● PASSAGE TO READ:
+++
Digital consumer goods company Thrasio said it plans to go on the hunt for even larger eCommerce companies to acquire on the heels of its latest financing deal.
Thrasio announced this week it has inked a deal for a $500 million senior debt facility, pushing the total amount of capital the firm has raised to over $1 billion.
Thrasio buys and then integrates into its digital consumer goods platform Amazon third-party businesses and direct-to-consumer (D2C) eCommerce brands.
Armed with half a billion in additional financial firepower, Thrasio said it will now be able to acquire firms with up to $200 million in revenue.
The move comes after a strong 2020, a year in which eCommerce exploded amid the coronavirus pandemic. Thrasio saw its revenue surge past the $500 million mark, with a profit for the year of $100 million.
All told, Thrasio manages just under 14,000 products on its digital platform, with the New York and Boston-based company saying it delivered a product to 1 in 10 American households last year.
“We have perfected both our M&A and operations models — now it’s about driving leverage from our proven flywheel and continuing to build complementary capabilities,” Co-Founder and Co-CEO Carlos Cashman said in a press release. “This investment also enables us to acquire much larger ecommerce companies — up to $200 million in revenue — adding another dimension to our capabilities. The funds will also accelerate our (already rapidly scaling) DTC and product launch businesses.”
Investors include J.P. Morgan Chase Bank, N.A., The Private Credit Group of Goldman Sachs Asset Management, L.P. and RBC Capital Markets. This trio of top investors, in turn were joined in the deal by the Strategic Credit Group within Oaktree Capital Management, L.P., Bain Capital Credit, Barclays, BlackRock, BofA Securities, Inc., Credit Suisse Loan Funding LLC, Monroe Capital LLC, Morgan Stanley Private Credit, and UBS Securities LLC, according to Thrasio.
+++
● GIVEN RECORDS:
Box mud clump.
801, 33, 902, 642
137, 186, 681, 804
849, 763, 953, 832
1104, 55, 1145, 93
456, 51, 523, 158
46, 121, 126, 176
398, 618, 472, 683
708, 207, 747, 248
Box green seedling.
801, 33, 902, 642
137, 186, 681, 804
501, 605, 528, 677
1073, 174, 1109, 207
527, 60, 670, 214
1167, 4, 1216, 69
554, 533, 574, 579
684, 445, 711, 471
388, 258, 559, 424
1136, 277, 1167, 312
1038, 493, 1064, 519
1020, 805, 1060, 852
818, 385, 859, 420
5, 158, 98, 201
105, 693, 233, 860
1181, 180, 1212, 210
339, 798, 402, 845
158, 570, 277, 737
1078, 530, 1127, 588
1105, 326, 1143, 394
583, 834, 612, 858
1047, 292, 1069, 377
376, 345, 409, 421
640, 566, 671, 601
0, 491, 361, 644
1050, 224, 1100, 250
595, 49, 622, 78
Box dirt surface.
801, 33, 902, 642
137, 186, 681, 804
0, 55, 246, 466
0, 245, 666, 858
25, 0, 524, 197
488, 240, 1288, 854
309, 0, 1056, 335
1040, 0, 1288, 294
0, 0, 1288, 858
+++
● EXERCISE: Reproduce the Thrasio financing article word for word, starting at the words "The move comes" and stopping after "of $100 million.".

● ANSWER TO THIS PROBLEM:
The move comes after a strong 2020, a year in which eCommerce exploded amid the coronavirus pandemic. Thrasio saw its revenue surge past the $500 million mark, with a profit for the year of $100 million.